[[ Reading passage, beginning ]]

The SIGCOMM 2009 paper presents simulations and proof-of-concept code for measuring latencies down to tens of microseconds and losses that occur once every million packets.

"The next step would be to build the hardware implementation, we are looking into that," said Kompella, who plans to continue pioneering research in fault diagnosis at Purdue.

This work highlights a fundamental shift happening across the Internet. As computer programs—rather than humans—increasingly respond to streams of information moving across computer networks in real time, millionths of seconds matter. Algorithmic stock trading systems are just one example. Extra microseconds of delay can also mean slower response times across clustered-computing platforms, which can slow down computation-intensive research, such as drug discovery projects.

"When it comes to fault isolation, networks are a big black box. You put packets in on one side and you get them out the other side," explained SIGCOMM paper author Kirill Levchenko, a UC San Diego post-doctoral researcher who recently earned his Ph.D. in computer science at UC San Diego. "A lightweight network monitoring approach such as ours allows you to pinpoint the source of the performance degradation and identify the problem routers."

Lossy Difference Aggregator

Simple counters and clever thinking are at the heart of the Lossy Difference Aggregator.

The classical way to measure latency is to track when a packet arrives and leaves at a router, take the difference of these times, and average over all packets that arrive over a fixed time period, such as one second. However, a typical router may process 50 million packets in a second, and keeping track of each packet's arrival and departure is a daunting piece of bookkeeping. It may seem that a simple approach is to sum all the arrival times in one counter, sum all the departure times in another counter, subtract the two counters and divide by number of packets. Unfortunately, this simple "aggregation" idea fails when a packet is lost within a router (which commonly happens). In that case, the lost packet arrival time is included but its departure time is not, throwing the whole estimate wildly out of whack.

[[ Reading passage, end ]]

▶ [Task requirements]
(a) Output everything in the latency-measurement article from "The SIGCOMM 2009" down to "diagnosis at Purdue.".
(b) Does the latency-measurement article agree with each statement below? Answer yes or no for each, and quote the deciding words from the article.
(i) A typical router may process 50 million packets in a second.
(ii) Kirill Levchenko is a post-doctoral researcher at UC San Diego.
(iii) The hardware implementation has already been built.
(c) How would the latency-measurement article go on? Write its next part, starting after its last sentence.
You won't need the records for any of this.

[[ Entries supplied, beginning ]]

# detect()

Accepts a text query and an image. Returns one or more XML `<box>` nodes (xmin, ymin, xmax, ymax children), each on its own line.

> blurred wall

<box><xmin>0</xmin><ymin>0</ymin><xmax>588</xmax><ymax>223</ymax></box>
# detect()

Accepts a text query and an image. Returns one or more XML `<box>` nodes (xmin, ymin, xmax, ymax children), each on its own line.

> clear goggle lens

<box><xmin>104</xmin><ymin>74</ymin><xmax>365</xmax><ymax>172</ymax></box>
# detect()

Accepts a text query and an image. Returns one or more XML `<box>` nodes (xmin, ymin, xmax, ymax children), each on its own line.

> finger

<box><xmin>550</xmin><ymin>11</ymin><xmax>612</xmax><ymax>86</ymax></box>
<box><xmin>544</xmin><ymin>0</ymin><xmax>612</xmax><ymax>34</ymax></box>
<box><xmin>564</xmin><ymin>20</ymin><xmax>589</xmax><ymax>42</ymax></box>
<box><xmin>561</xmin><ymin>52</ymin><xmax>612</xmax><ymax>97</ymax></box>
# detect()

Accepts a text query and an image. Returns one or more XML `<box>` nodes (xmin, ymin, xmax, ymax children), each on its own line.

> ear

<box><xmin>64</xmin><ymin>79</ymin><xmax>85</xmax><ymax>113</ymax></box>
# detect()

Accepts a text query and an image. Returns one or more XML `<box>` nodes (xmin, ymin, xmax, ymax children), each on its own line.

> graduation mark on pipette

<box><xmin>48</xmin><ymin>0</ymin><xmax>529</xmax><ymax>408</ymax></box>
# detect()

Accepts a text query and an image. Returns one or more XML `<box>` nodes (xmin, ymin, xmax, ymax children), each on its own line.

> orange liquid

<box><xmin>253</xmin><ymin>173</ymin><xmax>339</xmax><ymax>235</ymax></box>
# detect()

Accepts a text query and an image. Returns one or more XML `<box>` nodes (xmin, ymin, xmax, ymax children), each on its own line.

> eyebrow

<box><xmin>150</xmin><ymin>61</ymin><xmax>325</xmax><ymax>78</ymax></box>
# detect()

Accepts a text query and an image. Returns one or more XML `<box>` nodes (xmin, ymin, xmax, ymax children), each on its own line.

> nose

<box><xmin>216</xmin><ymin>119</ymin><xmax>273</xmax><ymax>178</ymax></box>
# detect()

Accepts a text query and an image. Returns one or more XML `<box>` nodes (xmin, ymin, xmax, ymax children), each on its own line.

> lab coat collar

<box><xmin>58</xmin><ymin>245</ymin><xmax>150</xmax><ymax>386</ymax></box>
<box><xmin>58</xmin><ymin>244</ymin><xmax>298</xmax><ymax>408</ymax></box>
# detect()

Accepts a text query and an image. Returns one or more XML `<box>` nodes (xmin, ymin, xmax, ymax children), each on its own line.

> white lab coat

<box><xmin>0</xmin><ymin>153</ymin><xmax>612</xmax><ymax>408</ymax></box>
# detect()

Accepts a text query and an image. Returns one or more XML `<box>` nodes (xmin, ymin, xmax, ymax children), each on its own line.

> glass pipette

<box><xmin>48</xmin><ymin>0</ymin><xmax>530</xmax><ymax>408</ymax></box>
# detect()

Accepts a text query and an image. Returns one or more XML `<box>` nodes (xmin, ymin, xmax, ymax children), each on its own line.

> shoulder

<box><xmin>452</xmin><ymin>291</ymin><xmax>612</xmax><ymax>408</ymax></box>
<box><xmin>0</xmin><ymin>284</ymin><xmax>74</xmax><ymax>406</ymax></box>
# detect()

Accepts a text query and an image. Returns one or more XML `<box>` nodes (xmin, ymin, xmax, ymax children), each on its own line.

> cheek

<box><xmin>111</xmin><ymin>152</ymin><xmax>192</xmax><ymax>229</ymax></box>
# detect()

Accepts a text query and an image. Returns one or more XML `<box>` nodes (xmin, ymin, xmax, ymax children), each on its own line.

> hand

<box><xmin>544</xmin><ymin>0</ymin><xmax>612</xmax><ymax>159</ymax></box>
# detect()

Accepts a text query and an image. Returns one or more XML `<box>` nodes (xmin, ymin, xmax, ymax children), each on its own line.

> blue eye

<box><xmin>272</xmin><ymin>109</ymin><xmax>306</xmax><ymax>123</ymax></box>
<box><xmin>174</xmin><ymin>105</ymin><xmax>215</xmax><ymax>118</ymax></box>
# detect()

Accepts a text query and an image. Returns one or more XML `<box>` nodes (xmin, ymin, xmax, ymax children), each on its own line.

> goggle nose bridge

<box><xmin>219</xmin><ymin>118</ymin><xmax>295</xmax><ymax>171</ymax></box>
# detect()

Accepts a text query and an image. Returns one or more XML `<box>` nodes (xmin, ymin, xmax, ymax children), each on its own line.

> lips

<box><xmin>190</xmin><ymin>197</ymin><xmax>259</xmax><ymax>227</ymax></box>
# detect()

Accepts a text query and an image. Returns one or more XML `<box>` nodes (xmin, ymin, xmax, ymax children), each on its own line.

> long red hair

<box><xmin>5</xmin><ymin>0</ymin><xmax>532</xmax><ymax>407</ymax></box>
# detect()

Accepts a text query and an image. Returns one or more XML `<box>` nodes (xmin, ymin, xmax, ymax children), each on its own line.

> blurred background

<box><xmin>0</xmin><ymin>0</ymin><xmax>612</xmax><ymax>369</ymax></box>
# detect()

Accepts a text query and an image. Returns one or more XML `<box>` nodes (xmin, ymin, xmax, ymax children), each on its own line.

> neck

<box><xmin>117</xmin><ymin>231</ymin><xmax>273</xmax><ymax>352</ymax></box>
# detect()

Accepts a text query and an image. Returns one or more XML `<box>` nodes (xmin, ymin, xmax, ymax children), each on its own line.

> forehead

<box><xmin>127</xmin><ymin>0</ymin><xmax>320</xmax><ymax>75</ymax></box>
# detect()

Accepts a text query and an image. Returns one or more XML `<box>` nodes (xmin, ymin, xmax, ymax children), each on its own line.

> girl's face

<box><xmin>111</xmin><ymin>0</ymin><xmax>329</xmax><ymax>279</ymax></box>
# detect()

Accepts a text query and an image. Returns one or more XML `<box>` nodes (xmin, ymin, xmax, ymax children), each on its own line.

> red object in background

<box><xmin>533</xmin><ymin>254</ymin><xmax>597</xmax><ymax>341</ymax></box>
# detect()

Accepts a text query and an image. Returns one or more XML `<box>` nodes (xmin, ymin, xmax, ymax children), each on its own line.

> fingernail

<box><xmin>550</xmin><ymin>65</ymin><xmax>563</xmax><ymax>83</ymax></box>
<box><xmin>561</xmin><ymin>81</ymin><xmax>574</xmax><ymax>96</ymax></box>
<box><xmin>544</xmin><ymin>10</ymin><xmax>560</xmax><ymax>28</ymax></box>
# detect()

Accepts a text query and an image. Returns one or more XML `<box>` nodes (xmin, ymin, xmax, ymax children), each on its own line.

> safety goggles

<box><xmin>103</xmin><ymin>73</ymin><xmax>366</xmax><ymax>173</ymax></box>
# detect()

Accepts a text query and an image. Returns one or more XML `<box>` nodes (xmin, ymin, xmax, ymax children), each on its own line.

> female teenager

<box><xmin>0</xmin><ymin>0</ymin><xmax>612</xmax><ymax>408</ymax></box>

[[ Entries supplied, end ]]
[[ Entries supplied, beginning ]]

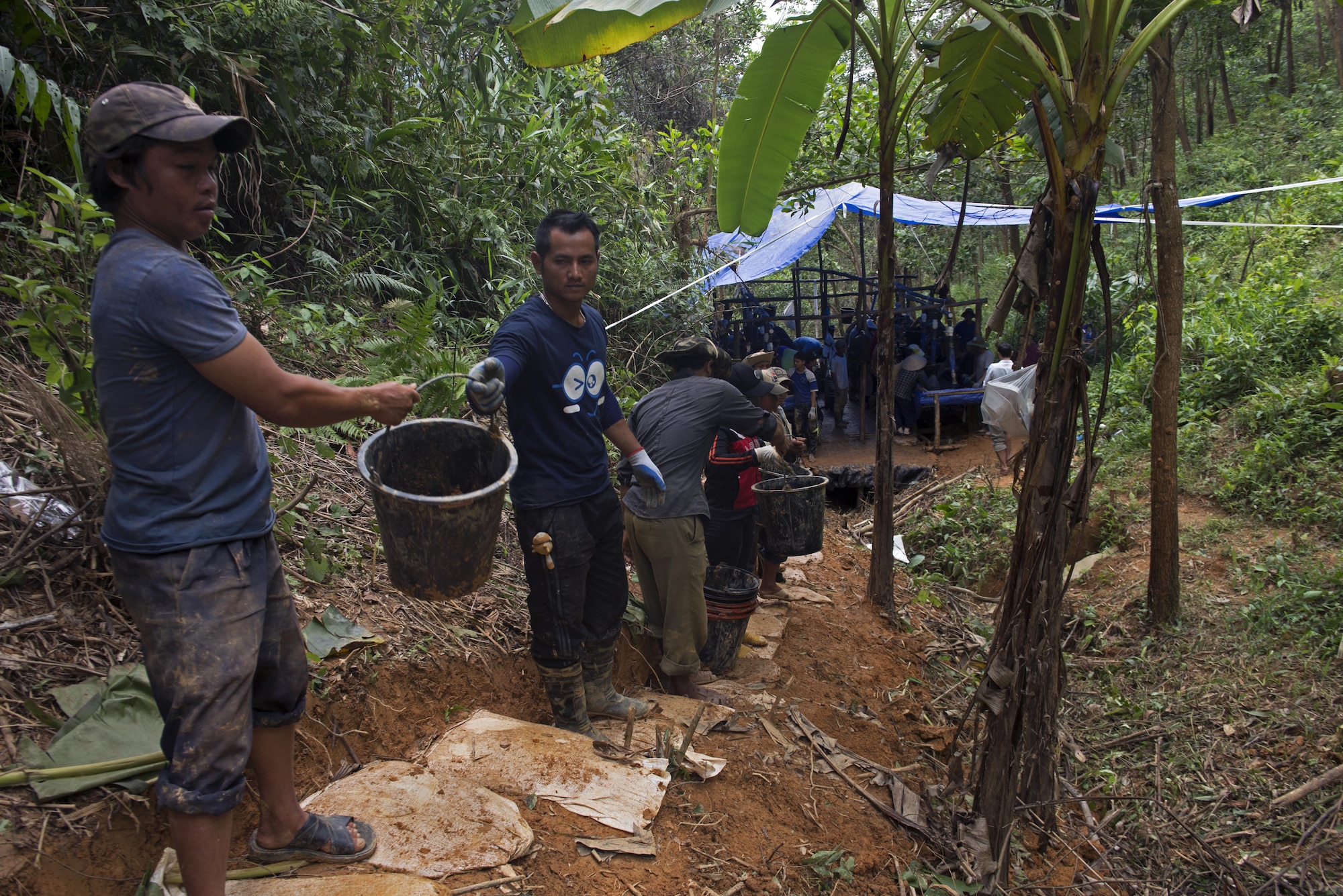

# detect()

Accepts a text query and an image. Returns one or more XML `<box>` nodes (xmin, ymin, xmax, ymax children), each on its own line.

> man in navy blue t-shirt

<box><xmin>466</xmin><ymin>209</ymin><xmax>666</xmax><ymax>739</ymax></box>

[[ Entries supplied, end ]]
[[ Entries supplied, beginning ]]

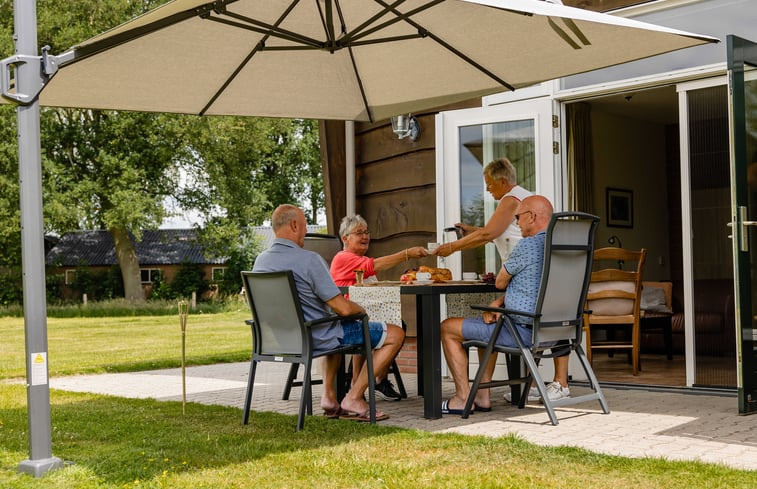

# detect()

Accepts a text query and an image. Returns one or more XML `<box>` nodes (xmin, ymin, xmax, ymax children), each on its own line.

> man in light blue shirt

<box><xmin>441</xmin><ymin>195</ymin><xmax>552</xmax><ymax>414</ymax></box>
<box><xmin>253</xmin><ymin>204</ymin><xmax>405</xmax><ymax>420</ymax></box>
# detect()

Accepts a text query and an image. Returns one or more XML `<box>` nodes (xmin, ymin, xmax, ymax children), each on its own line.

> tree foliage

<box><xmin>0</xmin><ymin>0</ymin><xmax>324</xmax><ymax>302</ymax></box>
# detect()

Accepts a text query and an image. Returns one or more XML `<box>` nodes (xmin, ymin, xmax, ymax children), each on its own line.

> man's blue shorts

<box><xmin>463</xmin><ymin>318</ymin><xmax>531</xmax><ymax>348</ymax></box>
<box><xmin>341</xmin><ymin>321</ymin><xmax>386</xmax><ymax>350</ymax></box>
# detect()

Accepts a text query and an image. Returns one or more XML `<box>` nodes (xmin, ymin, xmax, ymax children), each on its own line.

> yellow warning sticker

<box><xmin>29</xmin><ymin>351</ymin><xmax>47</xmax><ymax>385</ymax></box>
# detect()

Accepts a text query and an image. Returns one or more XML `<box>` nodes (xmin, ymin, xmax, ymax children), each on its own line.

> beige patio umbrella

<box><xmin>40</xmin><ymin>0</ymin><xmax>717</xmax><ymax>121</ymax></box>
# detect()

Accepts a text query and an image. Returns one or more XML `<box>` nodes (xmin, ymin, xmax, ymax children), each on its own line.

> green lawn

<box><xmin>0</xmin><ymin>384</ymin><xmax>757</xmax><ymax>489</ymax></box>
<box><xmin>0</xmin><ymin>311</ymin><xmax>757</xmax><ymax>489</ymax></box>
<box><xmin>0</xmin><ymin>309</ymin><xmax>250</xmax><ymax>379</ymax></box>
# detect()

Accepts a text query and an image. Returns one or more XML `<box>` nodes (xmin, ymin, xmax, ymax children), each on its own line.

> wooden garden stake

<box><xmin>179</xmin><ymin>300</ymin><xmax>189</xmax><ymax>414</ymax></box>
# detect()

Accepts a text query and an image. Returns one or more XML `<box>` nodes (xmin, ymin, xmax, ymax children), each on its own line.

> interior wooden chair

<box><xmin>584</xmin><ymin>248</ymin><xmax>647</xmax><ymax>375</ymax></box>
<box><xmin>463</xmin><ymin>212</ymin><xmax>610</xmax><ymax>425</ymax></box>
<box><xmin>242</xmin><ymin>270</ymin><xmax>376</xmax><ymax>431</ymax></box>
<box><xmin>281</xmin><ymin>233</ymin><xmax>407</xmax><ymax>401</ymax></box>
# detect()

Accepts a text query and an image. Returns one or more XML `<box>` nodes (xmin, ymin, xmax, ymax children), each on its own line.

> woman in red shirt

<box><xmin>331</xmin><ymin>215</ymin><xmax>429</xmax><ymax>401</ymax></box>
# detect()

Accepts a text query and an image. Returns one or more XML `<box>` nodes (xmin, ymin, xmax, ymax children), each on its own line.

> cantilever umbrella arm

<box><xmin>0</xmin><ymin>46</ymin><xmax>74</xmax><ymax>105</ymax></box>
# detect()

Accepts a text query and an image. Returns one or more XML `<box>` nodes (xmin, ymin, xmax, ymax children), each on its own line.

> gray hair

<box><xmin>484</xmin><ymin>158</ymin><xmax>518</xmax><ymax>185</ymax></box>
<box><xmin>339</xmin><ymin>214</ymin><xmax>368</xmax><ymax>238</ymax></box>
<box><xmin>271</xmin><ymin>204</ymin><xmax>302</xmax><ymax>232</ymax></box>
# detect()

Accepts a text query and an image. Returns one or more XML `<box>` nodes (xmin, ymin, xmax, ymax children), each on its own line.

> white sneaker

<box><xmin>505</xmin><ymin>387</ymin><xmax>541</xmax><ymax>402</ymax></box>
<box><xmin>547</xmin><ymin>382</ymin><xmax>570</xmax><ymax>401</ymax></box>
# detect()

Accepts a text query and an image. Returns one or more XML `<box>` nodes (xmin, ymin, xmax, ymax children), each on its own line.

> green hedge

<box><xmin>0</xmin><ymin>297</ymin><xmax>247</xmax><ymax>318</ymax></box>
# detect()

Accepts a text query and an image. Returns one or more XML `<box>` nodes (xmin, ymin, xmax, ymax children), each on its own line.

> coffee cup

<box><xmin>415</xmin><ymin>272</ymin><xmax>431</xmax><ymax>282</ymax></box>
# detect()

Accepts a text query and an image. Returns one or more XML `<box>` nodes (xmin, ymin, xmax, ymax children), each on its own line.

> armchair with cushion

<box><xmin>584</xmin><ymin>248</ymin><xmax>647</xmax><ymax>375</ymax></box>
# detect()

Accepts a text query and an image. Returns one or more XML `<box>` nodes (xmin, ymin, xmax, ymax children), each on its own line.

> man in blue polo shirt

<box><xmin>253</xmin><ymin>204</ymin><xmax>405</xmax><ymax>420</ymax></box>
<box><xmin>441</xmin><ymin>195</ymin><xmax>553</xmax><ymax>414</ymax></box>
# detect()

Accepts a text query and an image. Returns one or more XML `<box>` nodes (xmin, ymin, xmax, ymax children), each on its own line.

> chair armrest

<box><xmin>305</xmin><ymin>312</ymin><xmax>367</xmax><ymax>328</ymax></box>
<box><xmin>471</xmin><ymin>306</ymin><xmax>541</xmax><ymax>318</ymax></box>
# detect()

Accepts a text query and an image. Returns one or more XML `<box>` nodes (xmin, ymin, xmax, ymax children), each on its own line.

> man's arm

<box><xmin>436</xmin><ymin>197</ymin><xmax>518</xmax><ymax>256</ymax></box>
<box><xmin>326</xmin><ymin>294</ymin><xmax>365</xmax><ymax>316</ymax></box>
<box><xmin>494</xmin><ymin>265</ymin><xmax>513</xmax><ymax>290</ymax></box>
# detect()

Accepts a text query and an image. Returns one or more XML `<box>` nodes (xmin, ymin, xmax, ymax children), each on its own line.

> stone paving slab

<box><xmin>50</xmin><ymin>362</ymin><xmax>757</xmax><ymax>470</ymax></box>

[[ Entries supplied, end ]]

▶ [Your written answers]
(a)
The SIGCOMM 2009 paper presents simulations and proof-of-concept code for measuring latencies down to tens of microseconds and losses that occur once every million packets.

"The next step would be to build the hardware implementation, we are looking into that," said Kompella, who plans to continue pioneering research in fault diagnosis at Purdue.

(b)
(i) Yes: "a typical router may process 50 million packets in a second"
(ii) Yes: "a UC San Diego post-doctoral researcher"
(iii) No: "The next step would be to build the hardware implementation, we are looking into that"

(c)
Instead of summing the arrival and departure times of all packets traveling through a router, the computer scientists' system randomly splits incoming packets into groups and then adds up arrival and departure times of each of the groups separately. As long as the number of losses is smaller than the number of groups, at least one group will give a good estimate.

Subtracting these two sums (from the groups that have no loss) and dividing by the number of messages provides an estimate of the average delay with very little overhead—just a series of lightweight counters.

With this invention built into every router, a data center manager should be able to quickly pinpoint the offending router and interface that is adding extra microseconds of delay or losing even a few packets in a million, explained Levchenko.

"This is diagnostic tool, a potentially extremely important one. You don't want to just know that you have a network problem, you want to know which router and which application is causing the problem," said Snoeren.

The network manager can then upgrade the router or link, or reassign an offending application that is sending message bursts to another processing path.

By contrast, today's routers can be made to log messages; but looking through logs of millions of messages to pinpoint delay problems is like looking for a needle in a haystack.

"If implemented, this kind of approach should enable investment bankers to turn their attention to tuning their algorithmic trading programs to make more intelligent investments, instead of worrying about delays through obscure routers," said Varghese.